**Aim of the task:** Continue the blog post below about running and nutrition, starting right after its last sentence.

**Document:**
○ ○ ○

So here we are at another running season and I’m still a fatty and my minute per mile run time is so slow, I might as well be walking. I’ve been running for over 10 years so what’s the problem you ask… I’m greedy! It’s really that simple. With the amount of knowledge and experience that I have collectively about nutrition and running in my brain, I should be an Olympic Gold medalist at this point in life. The unfortunate thing for me is that I eat way more than I run, and the things I eat are generally detrimental to my running… the struggle continues! *sigh*

This season I’ve decided to run with a run coach because the “let’s wing this sh*t and hope for a personal record” approach just isn’t working. Also, starting tomorrow (right after I get through this last box of Cheez-Its), I’m deciding I should probably up my nutrition game. To get a jumpstart on this, I recently had a chat with my runner friend Alli to not only share my thoughts on nutrition and running, but also to pick her brain regarding her approach to running and nutrition. Here’s an excerpt of that fab conversation:

Alli: If you run first thing in the morning, do you find that it’s better to run on an empty stomach or eat something before beginning your run?

Nekesha: For me, I find that it’s better to run in the late afternoons. However as the temps rise in the summer months, early mornings are more achievable. If I’m opting for early morning run or race, I typically don’t eat (if running 3-4 miles or less). If its a longer run, I suggest eating something small (i.e. banana, LäraBar, etc.) at least 30-45mins prior to the run to allow for proper digestion.

Nekesha: What about you, do you prefer/recommend morning workouts and if so what are your suggestions as it relates to early morning runs/workouts? How does the climate in the North affect your decision?

Alli: I prefer evening runs, after the workday is over. Running always seems to clear my head and gets rid of all the stress that occurred in the day. I find that I can relax and enjoy the rest of my evening after a good run. However, in the summer months, I do make an effort to go out for early morning runs, due to the temperature (just like you noted). I can’t stand the humidity, so I will make myself get up and go out for a 6am run a few times a week during the summer. BUT, this really only occurs in the summer, since it’s very difficult for me to drag myself out of bed that early! And just like you, I don’t typically eat anything before a shorter run. But if I’m going to do 5 miles or more, I’ll often eat a Nutri-Grain bar about an hour or so before I run.

○ ○ ○

**Dataset content:**
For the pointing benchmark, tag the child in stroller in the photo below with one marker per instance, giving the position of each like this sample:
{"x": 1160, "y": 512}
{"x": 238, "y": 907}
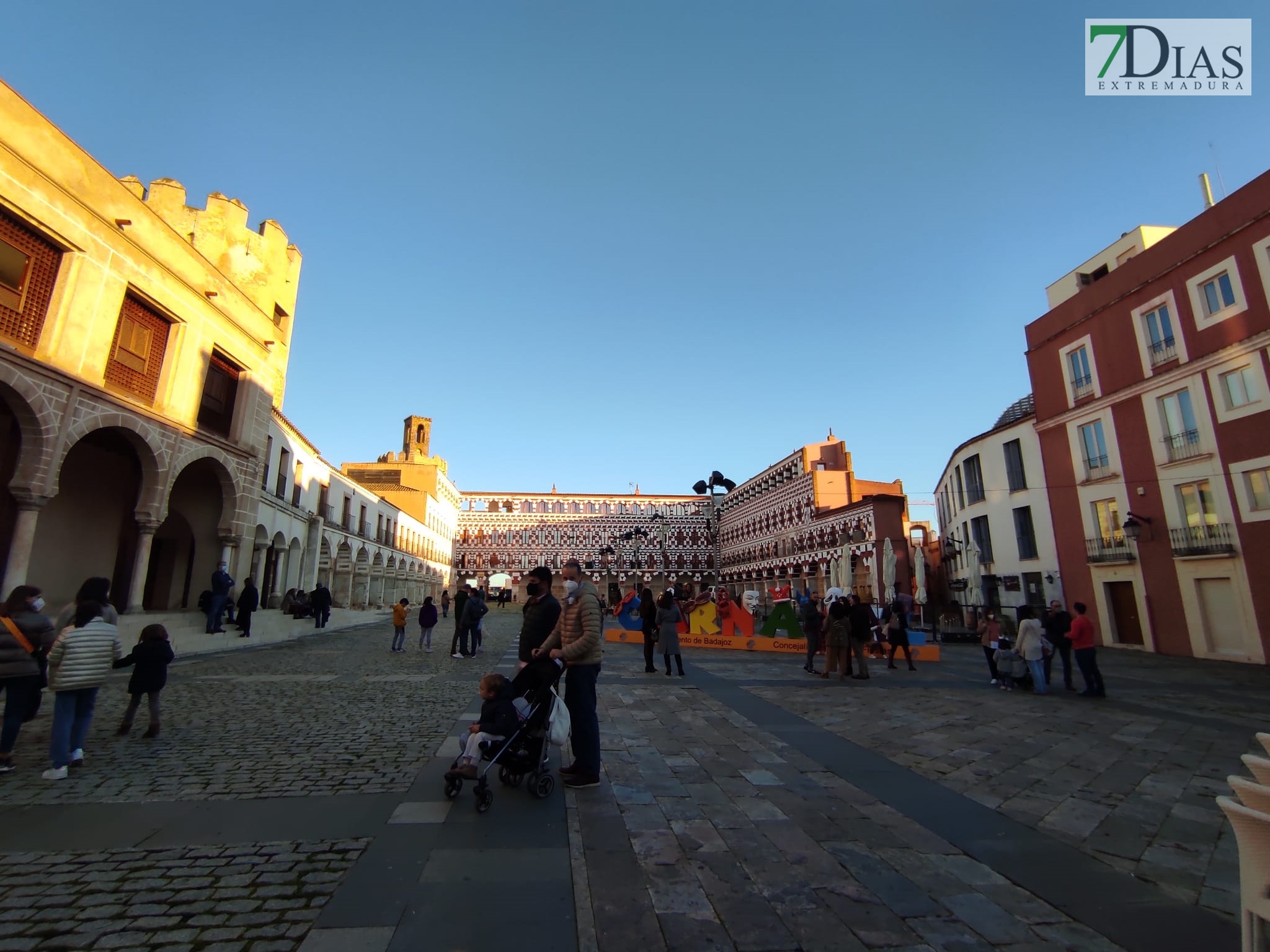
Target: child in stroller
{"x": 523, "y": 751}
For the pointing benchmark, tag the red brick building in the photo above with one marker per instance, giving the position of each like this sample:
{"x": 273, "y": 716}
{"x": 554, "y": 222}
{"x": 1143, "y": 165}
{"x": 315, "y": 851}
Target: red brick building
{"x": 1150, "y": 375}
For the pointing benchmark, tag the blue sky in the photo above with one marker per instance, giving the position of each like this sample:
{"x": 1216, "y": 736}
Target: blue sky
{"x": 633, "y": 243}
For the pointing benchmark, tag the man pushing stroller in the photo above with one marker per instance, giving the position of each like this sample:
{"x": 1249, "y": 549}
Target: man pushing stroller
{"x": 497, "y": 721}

○ ○ ○

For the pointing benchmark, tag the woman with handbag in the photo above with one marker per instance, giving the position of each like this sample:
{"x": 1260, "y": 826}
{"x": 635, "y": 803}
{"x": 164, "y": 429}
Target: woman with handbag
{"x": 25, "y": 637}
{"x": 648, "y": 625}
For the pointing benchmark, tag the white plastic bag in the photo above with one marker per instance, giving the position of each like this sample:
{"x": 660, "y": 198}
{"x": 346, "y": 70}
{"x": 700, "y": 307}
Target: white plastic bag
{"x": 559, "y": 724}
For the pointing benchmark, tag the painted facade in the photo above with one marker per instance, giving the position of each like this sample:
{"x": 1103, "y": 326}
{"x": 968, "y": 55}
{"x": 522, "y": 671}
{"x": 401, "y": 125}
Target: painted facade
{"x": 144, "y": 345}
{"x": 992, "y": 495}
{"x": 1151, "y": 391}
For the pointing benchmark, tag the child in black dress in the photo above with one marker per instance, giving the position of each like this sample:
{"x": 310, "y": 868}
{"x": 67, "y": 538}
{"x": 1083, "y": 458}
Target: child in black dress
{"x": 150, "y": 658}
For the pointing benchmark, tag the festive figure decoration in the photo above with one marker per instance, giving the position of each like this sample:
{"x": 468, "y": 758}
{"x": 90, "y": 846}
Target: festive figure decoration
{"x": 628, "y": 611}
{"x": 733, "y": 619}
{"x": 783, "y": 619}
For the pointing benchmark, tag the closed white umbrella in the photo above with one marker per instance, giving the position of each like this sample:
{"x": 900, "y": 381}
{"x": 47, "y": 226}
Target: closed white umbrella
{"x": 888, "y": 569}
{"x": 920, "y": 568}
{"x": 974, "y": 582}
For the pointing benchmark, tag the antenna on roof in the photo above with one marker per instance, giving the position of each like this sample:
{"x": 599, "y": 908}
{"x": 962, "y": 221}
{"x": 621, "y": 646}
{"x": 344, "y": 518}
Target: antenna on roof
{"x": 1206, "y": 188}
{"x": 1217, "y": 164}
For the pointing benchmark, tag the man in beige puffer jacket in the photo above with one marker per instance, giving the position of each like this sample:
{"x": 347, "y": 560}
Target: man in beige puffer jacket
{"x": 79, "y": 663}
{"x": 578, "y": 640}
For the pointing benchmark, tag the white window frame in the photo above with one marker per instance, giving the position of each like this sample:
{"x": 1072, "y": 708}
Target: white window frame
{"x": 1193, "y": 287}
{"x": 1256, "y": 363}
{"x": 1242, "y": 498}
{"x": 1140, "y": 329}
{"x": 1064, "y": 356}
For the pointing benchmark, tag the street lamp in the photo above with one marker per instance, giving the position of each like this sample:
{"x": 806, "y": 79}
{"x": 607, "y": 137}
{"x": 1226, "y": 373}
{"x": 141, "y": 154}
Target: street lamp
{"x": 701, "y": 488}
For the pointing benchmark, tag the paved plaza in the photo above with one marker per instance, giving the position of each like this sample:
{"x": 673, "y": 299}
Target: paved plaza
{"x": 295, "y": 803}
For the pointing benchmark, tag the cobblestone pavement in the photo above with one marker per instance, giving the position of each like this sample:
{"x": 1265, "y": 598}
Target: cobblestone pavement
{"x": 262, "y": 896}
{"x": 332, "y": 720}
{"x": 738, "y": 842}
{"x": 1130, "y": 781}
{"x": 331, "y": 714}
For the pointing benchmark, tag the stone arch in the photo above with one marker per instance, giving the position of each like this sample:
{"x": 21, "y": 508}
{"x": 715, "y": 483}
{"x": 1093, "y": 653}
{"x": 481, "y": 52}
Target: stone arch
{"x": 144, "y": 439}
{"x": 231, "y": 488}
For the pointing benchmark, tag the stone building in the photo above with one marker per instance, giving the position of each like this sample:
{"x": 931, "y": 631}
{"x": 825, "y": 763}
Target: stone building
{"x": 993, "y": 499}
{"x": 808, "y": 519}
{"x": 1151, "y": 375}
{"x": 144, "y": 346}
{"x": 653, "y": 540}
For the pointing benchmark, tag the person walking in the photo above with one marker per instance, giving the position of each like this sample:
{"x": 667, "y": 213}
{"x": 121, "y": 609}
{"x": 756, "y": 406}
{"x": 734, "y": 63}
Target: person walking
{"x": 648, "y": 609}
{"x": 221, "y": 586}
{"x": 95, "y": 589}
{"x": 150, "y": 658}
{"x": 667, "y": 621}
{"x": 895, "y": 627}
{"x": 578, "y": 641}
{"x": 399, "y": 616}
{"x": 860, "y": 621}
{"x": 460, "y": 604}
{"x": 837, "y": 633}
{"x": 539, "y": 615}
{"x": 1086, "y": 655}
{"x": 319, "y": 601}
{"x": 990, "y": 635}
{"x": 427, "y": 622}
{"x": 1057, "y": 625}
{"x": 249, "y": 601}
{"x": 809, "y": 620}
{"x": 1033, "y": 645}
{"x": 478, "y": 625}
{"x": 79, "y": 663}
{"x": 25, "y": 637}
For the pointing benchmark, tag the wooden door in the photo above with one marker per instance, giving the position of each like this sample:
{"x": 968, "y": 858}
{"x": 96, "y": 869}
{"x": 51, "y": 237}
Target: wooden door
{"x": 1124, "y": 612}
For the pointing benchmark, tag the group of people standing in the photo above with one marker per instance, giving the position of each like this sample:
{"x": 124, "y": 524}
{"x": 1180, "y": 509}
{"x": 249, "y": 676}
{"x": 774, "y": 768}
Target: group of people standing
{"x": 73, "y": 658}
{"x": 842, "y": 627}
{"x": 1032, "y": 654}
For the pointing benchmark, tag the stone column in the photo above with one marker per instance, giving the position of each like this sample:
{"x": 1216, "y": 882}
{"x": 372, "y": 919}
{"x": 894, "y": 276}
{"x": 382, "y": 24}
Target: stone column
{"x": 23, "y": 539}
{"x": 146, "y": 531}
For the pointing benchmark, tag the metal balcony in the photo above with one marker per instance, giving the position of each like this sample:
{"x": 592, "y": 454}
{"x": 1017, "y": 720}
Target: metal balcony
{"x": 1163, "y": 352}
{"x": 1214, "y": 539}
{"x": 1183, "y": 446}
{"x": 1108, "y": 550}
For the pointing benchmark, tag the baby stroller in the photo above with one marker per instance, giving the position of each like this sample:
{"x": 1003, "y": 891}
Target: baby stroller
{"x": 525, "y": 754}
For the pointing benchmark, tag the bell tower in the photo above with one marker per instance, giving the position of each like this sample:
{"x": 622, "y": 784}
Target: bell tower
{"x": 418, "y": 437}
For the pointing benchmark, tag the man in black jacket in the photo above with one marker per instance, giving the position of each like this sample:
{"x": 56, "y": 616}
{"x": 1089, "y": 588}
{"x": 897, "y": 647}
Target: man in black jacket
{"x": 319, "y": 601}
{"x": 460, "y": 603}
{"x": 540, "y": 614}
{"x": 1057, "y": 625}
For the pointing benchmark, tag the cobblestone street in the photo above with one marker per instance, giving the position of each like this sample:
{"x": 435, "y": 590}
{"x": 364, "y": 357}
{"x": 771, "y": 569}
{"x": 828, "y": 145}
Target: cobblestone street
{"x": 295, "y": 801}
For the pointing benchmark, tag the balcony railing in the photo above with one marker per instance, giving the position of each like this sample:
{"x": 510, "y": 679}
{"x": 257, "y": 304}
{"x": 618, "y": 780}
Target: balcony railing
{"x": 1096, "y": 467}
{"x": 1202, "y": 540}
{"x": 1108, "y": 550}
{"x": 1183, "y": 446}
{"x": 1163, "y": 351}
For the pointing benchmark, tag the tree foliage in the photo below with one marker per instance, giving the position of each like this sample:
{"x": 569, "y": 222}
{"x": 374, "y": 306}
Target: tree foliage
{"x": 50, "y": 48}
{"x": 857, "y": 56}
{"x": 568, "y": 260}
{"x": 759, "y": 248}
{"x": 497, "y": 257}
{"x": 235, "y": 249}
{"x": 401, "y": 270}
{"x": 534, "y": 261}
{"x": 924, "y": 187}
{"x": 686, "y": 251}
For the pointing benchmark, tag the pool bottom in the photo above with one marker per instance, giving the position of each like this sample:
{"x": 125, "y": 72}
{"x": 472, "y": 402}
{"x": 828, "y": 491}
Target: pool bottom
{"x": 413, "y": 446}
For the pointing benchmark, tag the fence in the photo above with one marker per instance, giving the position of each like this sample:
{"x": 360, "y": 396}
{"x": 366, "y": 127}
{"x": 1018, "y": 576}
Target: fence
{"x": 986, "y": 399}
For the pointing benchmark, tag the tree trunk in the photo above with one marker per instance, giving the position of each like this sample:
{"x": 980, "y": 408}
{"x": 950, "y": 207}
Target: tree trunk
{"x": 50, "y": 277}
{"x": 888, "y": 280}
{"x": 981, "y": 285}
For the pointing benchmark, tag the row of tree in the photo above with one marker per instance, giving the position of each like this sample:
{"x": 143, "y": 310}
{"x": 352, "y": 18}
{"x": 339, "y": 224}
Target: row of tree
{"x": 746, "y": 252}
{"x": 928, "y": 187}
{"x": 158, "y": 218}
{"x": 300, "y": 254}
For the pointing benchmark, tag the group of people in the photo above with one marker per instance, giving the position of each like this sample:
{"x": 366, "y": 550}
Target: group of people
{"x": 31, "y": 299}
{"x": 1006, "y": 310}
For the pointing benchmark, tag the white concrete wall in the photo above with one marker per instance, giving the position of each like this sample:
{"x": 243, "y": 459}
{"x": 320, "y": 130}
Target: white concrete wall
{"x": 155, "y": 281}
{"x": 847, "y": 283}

○ ○ ○

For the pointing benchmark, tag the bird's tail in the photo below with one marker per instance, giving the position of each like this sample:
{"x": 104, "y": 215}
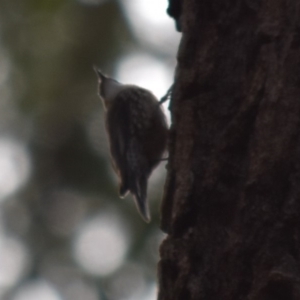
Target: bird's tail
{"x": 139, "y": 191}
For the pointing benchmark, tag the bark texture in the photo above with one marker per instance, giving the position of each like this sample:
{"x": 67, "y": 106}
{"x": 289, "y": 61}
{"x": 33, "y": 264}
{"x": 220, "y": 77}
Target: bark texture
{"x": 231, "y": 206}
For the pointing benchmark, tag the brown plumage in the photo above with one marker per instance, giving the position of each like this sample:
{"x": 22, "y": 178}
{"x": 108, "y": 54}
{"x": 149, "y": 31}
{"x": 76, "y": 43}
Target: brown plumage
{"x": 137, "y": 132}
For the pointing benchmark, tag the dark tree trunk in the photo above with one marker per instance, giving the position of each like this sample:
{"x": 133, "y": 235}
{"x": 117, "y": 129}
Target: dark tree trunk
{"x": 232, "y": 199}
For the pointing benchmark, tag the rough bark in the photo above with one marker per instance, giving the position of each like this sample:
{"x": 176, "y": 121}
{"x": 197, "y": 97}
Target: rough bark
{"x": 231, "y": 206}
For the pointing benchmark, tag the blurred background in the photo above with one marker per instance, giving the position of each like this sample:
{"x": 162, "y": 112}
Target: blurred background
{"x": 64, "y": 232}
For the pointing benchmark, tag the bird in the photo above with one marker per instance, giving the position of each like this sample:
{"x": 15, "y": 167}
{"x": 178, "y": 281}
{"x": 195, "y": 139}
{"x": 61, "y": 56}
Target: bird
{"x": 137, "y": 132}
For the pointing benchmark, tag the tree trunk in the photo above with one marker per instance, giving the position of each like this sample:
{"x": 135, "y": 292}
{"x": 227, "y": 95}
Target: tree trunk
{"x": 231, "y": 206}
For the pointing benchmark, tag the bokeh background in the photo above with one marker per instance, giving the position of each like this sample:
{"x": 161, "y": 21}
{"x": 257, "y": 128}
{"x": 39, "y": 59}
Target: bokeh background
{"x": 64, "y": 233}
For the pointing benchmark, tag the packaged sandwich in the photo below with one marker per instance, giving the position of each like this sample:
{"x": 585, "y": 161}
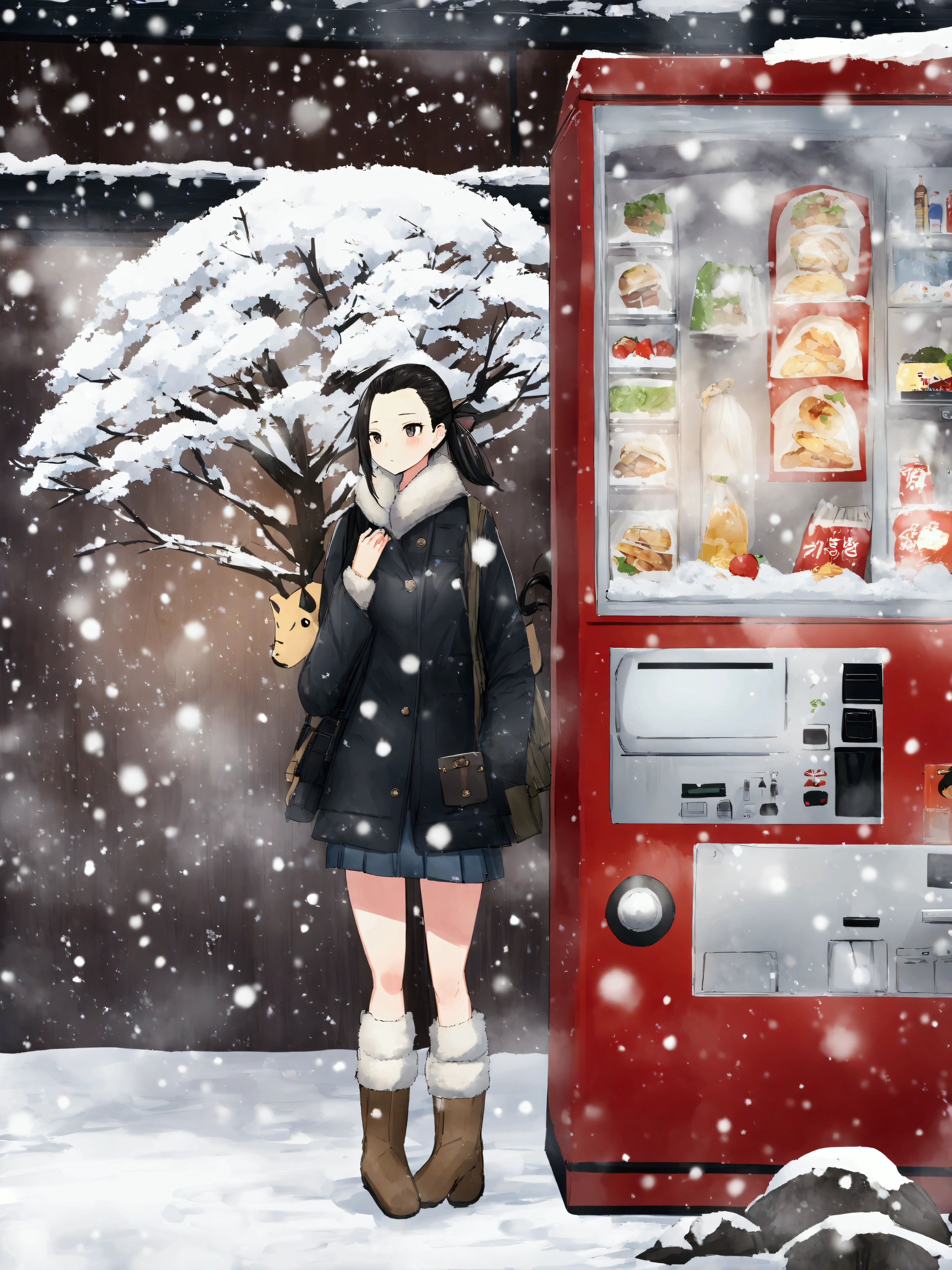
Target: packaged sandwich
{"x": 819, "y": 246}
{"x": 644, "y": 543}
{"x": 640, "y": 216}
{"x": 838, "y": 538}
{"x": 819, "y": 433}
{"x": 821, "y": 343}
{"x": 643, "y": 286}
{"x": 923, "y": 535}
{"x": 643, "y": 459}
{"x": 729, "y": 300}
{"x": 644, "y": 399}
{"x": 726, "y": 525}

○ ○ ○

**Final result:**
Alli: Is there a particular food that you like to eat before running that provides you with sustained energy during your run?

Nekesha: I try to stay away from sugary foods and carbs because contrary to popular belief; those things can make you quite sluggish. I know its been said that carb loading before a long run or race is advised but the truth is, for carbs to replenish glycogen stores and give you energy, you would need to eat them at least a week before the run. Therefore eating them the night before or morning of probably does you more harm then good. Here’s two articles that talks more about that:

Nekesha: What about you, is there a particular food you like to eat before running?

Alli: Since I often run in the evening, I’ll usually eat a granola bar while still at work around 4:30 or 5pm. Since my commute is about an hour, I don’t usually get to run till around 7pm. This gives me plenty of time to digest the bar and it gives me some energy to get through the run. I agree about staying away from those sugary foods – they may make you feel great at first, but as you get into your run, you’ll start to feel sluggish and tired.

Alli: Do you notice a difference in your running based on your diet? For example, consuming a high-fat diet versus a diet lower in fat?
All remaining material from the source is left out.